Data taken from a collection:

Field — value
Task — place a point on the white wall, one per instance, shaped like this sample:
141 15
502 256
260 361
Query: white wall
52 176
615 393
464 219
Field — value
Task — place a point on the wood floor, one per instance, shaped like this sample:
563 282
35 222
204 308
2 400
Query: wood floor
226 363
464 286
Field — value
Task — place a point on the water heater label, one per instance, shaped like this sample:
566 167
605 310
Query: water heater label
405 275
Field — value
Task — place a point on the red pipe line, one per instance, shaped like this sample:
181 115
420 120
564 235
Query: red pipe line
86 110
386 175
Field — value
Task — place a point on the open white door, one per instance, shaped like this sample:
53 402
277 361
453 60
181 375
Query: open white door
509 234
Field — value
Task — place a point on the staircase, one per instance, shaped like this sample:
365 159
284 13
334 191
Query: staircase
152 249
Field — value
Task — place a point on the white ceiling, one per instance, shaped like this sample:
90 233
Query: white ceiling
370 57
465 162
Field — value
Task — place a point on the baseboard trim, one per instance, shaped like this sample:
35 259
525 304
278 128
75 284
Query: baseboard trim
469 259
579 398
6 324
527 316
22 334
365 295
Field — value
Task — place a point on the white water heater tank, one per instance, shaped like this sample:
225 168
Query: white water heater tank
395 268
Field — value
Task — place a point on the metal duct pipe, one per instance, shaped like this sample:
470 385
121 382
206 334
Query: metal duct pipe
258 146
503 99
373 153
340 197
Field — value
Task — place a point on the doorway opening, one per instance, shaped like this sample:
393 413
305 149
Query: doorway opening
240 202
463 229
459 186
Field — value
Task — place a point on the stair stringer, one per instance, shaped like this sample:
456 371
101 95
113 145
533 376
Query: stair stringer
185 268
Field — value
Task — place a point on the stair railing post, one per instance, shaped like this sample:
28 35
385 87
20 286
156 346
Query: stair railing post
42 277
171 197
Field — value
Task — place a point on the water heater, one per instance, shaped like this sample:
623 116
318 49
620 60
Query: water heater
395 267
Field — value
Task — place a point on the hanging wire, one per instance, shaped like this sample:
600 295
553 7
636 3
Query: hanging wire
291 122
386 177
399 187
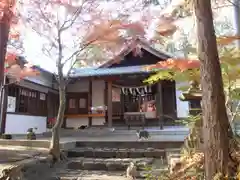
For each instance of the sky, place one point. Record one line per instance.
(33, 43)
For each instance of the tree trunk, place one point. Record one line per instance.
(215, 121)
(55, 142)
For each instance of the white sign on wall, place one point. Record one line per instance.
(11, 104)
(116, 93)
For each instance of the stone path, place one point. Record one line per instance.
(14, 155)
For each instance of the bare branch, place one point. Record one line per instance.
(72, 20)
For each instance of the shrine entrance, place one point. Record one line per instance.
(141, 104)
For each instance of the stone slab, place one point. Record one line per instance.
(110, 164)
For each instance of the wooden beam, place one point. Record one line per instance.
(90, 102)
(109, 106)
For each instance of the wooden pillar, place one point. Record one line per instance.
(90, 103)
(4, 32)
(159, 104)
(109, 106)
(106, 101)
(3, 109)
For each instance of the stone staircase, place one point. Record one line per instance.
(115, 156)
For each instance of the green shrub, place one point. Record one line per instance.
(6, 136)
(31, 136)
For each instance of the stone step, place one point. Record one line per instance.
(119, 153)
(102, 175)
(130, 144)
(109, 164)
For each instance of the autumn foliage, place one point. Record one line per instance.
(176, 64)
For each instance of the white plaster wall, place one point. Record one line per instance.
(33, 86)
(45, 79)
(19, 124)
(79, 86)
(76, 122)
(96, 121)
(182, 106)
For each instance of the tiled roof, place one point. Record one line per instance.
(109, 71)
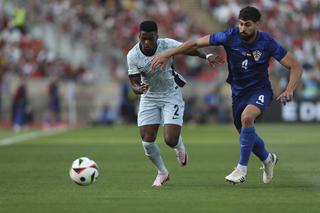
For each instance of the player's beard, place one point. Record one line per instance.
(247, 37)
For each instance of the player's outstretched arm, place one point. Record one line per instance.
(292, 64)
(136, 85)
(184, 49)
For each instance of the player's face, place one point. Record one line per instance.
(148, 41)
(248, 30)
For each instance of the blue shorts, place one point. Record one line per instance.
(260, 98)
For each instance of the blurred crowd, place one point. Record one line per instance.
(295, 24)
(109, 28)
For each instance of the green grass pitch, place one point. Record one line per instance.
(34, 174)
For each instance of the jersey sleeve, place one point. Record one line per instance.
(171, 43)
(220, 38)
(276, 50)
(132, 67)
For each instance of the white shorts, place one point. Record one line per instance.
(168, 110)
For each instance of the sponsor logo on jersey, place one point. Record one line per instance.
(256, 55)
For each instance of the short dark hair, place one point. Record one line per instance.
(250, 13)
(148, 26)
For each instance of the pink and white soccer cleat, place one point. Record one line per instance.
(182, 156)
(161, 179)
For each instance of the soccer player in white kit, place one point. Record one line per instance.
(161, 100)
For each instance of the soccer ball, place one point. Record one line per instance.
(84, 171)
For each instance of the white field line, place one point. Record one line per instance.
(30, 136)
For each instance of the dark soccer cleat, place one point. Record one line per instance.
(268, 168)
(161, 179)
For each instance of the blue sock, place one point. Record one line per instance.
(247, 140)
(259, 150)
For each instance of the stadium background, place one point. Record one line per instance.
(85, 44)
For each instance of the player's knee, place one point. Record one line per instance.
(247, 120)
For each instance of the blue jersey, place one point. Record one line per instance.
(248, 63)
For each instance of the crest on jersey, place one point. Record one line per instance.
(256, 55)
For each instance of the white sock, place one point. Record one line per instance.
(268, 160)
(152, 151)
(242, 168)
(179, 145)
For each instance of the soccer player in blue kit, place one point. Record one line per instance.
(248, 53)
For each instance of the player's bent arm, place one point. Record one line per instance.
(292, 64)
(135, 81)
(189, 46)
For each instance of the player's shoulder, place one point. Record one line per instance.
(133, 51)
(265, 36)
(233, 31)
(167, 41)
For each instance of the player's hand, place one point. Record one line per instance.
(285, 97)
(215, 59)
(144, 88)
(159, 59)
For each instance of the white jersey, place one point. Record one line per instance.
(161, 82)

#### What you need to do
Please edit the records above so that every "place" becomes "mark", with all else unchanged. Leave the pictures out of your answer.

#### Solution
Field — value
Task — mark a point on the white wall, one per instance, shaped like this sample:
141 15
502 256
260 361
Query: white wall
52 176
615 393
464 219
Field — value
Task — mark a point on the wood floor, one per instance, shaped like this sample:
563 282
35 222
204 308
2 400
Query: wood floor
226 363
464 286
Field — value
Task — mark a point on the water heater label, one per instance, shaped like this sample:
566 167
605 310
Query: water heater label
405 275
Field — value
Task — mark a point on the red pipe line, one per instance, shaped like this sample:
181 115
420 120
564 235
Query: red pipe line
86 110
386 175
Field — value
Task — mark a point on the open white door, one per instance, shaped like this sample:
53 402
277 361
453 60
181 375
Query: open white door
509 234
Field — value
Task — mark a point on the staircase, one per instance, shaped like this sample:
365 159
284 13
334 191
Query: staircase
152 249
Field — value
Task — mark a point on the white ceiling, one per instance, shaped like this sample:
90 233
Query: white ceiling
370 57
465 162
Field — value
Task — mark a point on the baseboard trim, one per instance, shaped like this sample:
35 259
525 304
278 128
75 284
Query: baseboard trim
469 259
579 398
6 324
527 316
22 334
365 295
Field — value
Task — mark a point on the white water heater tank, one per instance, shaped like this sample:
225 168
Query: white water heater tank
395 268
Field — value
Task — mark a point on the metal duct pipe, one per instance, shaped like this sample:
470 385
121 382
206 334
Query: metal duct pipe
258 146
503 99
373 153
340 197
Field — value
Task — mark a point on the doorway opening, one per instance, shaped like this sample:
393 413
305 149
Query: doorway opening
240 202
463 229
459 186
Field — value
Task — mark a point on the stair stringer, one per instance, shaped like this sample:
456 371
101 95
113 145
533 376
Query: stair stringer
185 268
Field — value
Task — mark a point on the stair railing post, one per instance, shaped like this sample:
28 35
385 87
20 286
156 346
Query: stair railing post
42 277
171 197
Field — value
Task — mark a point on the water heater, one per instance, shaped like this sample:
623 116
318 49
620 60
Query: water heater
395 267
Field — value
Task — mark a point on the hanging wire, one per instance, shaped like this sample:
600 295
553 7
636 3
Query: hanging wire
291 122
386 177
399 187
For each instance of the sky, mark one point. Record one line per instance.
(33, 43)
For each instance of the tree trunk, mark one point. Record one line per instance.
(215, 121)
(55, 142)
For each instance of the white sign on wall, mark one point. Record one line per instance.
(11, 104)
(116, 93)
For each instance of the stone path, mark one point. Record one line per instance.
(14, 155)
For each instance of the bare branch, mark one point. Record one line per instance.
(72, 20)
For each instance of the shrine entrance, mark one point. Record one line per instance.
(141, 104)
For each instance of the stone slab, mark one point. Record one line per instance.
(110, 164)
For each instance of the wooden beam, mark one point. Record one line per instance.
(90, 102)
(109, 106)
For each instance of the wooden pillar, mark one point. Record one line per instance.
(90, 103)
(4, 32)
(159, 104)
(109, 106)
(106, 101)
(3, 109)
For each instance of the stone staircase, mark one point. Record one line per instance.
(115, 156)
For each instance of the green shrub, mark one point. Record one line per instance.
(6, 136)
(31, 136)
For each instance of the stone step, mark one point. Record one line per instance.
(119, 153)
(102, 175)
(130, 144)
(109, 164)
For each instance of the autumn foliage, mark one point. Record one line per instance.
(176, 64)
For each instance of the white plaster wall, mark one point. Record one line per instance.
(33, 86)
(45, 79)
(19, 124)
(79, 86)
(76, 122)
(96, 121)
(182, 106)
For each instance of the tiled roof, mark one point. Record one line per instance.
(109, 71)
For each instance of the player's beard, mark one point. Record one line per instance.
(247, 37)
For each instance of the player's outstretched arm, mark one point. Record one line per instance.
(292, 64)
(136, 85)
(184, 49)
For each instance of the player's face, mark one point. Record one line per instance.
(148, 41)
(248, 30)
For each instance of the blue shorts, mark one point. Record one line per instance.
(260, 98)
For each instance of the blurred crowd, mark one point. Record one line per instance.
(295, 24)
(109, 28)
For each instance of the green grass pitch, mark one point. Record one line per instance.
(34, 174)
For each instance of the jersey sleeve, mark one point. Record one line per instance.
(171, 43)
(220, 38)
(276, 50)
(132, 67)
For each instance of the white shorts, mark one point. Record one line per instance.
(168, 110)
For each instance of the sponsor logo on jersey, mark one point. Record one line per instance.
(256, 55)
For each instance of the short dark hair, mark one point. Record one line per instance.
(250, 13)
(148, 26)
For each instance of the pink and white soccer cleat, mark one point. Record one line per instance.
(182, 156)
(161, 179)
For each instance of the soccer player in white kit, mark one point. Record one line per instance.
(161, 100)
For each instance of the soccer ball, mark one point. Record one line per instance.
(84, 171)
For each instance of the white field line, mark one point. Record one line per instance.
(30, 136)
For each instance of the dark soccer cleat, mark one point. Record one line per instance.
(268, 168)
(161, 179)
For each instance of the blue sock, mark one point. Record one line per instance.
(247, 140)
(259, 150)
For each instance of the stadium background, mark one point. Record one line per instance.
(85, 44)
For each instance of the player's knee, mark one point. Record one line per instance.
(247, 120)
For each instance of the blue jersey, mark one point. Record one line per instance.
(248, 63)
For each instance of the crest on jersey, mark one point. Record one line per instance.
(256, 55)
For each instance of the white sock, mark one point. Record one line per instance.
(268, 160)
(152, 151)
(242, 168)
(179, 145)
For each instance of the soccer player in blue kit, mark one point. Record one line per instance.
(248, 53)
For each instance of the player's bent arm, mark one point. Record one line per instance.
(292, 64)
(135, 81)
(189, 46)
For each instance of the player's shoulder, mark one point. Record one line per instance.
(133, 51)
(265, 36)
(233, 31)
(167, 41)
For each instance of the player's hand, mark one point. Record one line per instance.
(285, 97)
(215, 59)
(144, 88)
(159, 59)
For each instance of the white jersey, mark one point. Record one line per instance.
(161, 82)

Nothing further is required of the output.